[Stored dataset items]
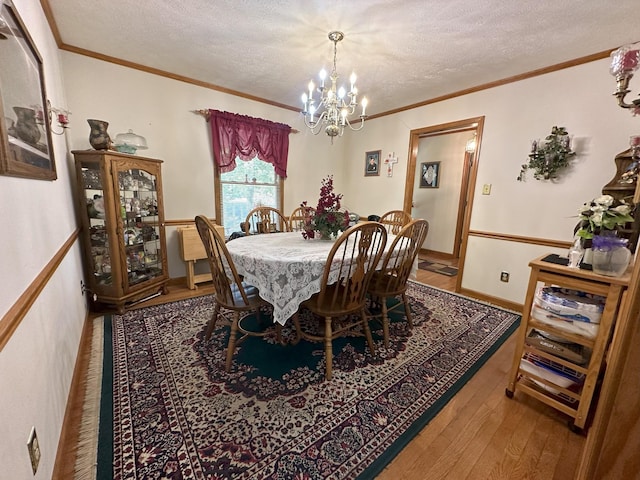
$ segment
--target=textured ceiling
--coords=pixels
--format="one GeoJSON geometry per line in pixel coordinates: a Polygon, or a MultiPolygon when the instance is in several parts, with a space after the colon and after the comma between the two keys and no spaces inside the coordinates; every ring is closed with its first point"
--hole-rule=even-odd
{"type": "Polygon", "coordinates": [[[640,40],[638,0],[42,1],[64,46],[295,108],[341,30],[368,114],[640,40]]]}

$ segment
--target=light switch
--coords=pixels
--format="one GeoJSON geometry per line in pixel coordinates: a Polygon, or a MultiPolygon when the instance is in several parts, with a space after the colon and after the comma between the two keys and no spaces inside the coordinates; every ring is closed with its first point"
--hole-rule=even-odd
{"type": "Polygon", "coordinates": [[[483,195],[491,195],[491,184],[490,183],[485,183],[483,185],[482,194],[483,195]]]}

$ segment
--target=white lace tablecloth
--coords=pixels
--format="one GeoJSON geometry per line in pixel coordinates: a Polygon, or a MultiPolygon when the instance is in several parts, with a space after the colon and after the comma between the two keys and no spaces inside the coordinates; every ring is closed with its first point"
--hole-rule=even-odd
{"type": "MultiPolygon", "coordinates": [[[[387,235],[385,250],[394,238],[387,235]]],[[[236,238],[227,243],[227,250],[238,273],[273,305],[273,321],[284,325],[302,302],[320,291],[322,273],[334,243],[305,240],[300,232],[286,232],[236,238]]],[[[416,258],[414,272],[417,264],[416,258]]],[[[339,261],[336,261],[336,268],[329,272],[328,283],[336,282],[338,275],[339,261]]]]}
{"type": "Polygon", "coordinates": [[[333,244],[287,232],[236,238],[227,249],[238,273],[273,305],[274,322],[284,325],[302,302],[320,291],[333,244]]]}

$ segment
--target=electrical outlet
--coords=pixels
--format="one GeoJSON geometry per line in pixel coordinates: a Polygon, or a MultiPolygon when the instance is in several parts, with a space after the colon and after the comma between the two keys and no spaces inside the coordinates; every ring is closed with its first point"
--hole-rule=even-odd
{"type": "Polygon", "coordinates": [[[87,287],[87,284],[84,283],[84,280],[80,280],[80,292],[82,292],[82,295],[88,292],[91,294],[91,298],[93,298],[94,302],[98,301],[98,295],[89,290],[89,287],[87,287]]]}
{"type": "Polygon", "coordinates": [[[490,183],[485,183],[483,185],[482,194],[483,195],[491,195],[491,184],[490,183]]]}
{"type": "Polygon", "coordinates": [[[500,272],[500,281],[508,282],[509,281],[509,272],[500,272]]]}
{"type": "Polygon", "coordinates": [[[31,427],[31,433],[27,441],[27,449],[29,450],[29,458],[31,459],[31,469],[35,475],[38,471],[38,464],[40,463],[40,444],[38,443],[38,436],[36,435],[36,427],[31,427]]]}

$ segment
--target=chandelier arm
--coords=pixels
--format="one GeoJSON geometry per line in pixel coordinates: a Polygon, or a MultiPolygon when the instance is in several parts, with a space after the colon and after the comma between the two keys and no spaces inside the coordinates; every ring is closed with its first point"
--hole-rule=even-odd
{"type": "Polygon", "coordinates": [[[325,117],[326,117],[326,112],[322,112],[318,116],[318,119],[314,120],[313,123],[311,123],[311,122],[309,122],[309,119],[305,115],[304,116],[304,124],[307,126],[307,128],[309,128],[309,130],[311,130],[311,132],[314,135],[318,135],[320,133],[320,131],[322,130],[322,126],[323,126],[325,117]]]}
{"type": "Polygon", "coordinates": [[[364,118],[365,118],[364,116],[360,115],[360,126],[357,128],[351,125],[351,122],[349,121],[349,119],[347,119],[347,126],[349,127],[350,130],[353,130],[354,132],[362,130],[364,128],[364,118]]]}

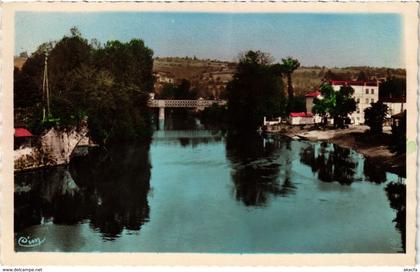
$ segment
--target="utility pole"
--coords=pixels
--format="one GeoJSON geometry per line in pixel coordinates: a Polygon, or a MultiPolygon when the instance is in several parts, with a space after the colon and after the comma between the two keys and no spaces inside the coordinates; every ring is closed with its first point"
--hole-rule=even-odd
{"type": "Polygon", "coordinates": [[[48,86],[48,51],[45,51],[44,78],[42,82],[42,96],[44,100],[42,120],[45,121],[45,117],[47,118],[50,117],[50,89],[48,86]],[[47,104],[46,114],[45,114],[45,104],[47,104]]]}

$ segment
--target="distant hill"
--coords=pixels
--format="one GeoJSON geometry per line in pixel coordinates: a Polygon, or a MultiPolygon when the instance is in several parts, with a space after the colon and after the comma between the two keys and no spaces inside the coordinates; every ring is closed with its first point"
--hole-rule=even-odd
{"type": "MultiPolygon", "coordinates": [[[[156,58],[153,71],[172,74],[174,81],[187,79],[192,87],[198,88],[200,95],[214,96],[215,89],[226,86],[227,75],[231,77],[235,73],[236,63],[219,60],[201,60],[195,58],[156,58]],[[221,73],[220,84],[217,84],[218,73],[221,73]]],[[[399,78],[406,77],[405,69],[390,69],[377,67],[300,67],[293,73],[293,85],[295,94],[303,96],[309,91],[316,89],[323,79],[356,80],[363,71],[366,79],[385,80],[387,76],[399,78]]],[[[220,90],[217,90],[220,92],[220,90]]],[[[217,92],[216,92],[217,93],[217,92]]]]}

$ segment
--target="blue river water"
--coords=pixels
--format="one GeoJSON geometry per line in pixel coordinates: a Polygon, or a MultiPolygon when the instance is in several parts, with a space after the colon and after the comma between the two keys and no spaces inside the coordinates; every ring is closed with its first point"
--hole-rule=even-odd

# Task instructions:
Your answer should be the lines above that contain the word "target", copied out.

# Response:
--target=textured ceiling
--target=light switch
--target=white lace tablecloth
--target=electrical outlet
--target=chandelier arm
--target="utility pole"
--target="distant hill"
--target="blue river water"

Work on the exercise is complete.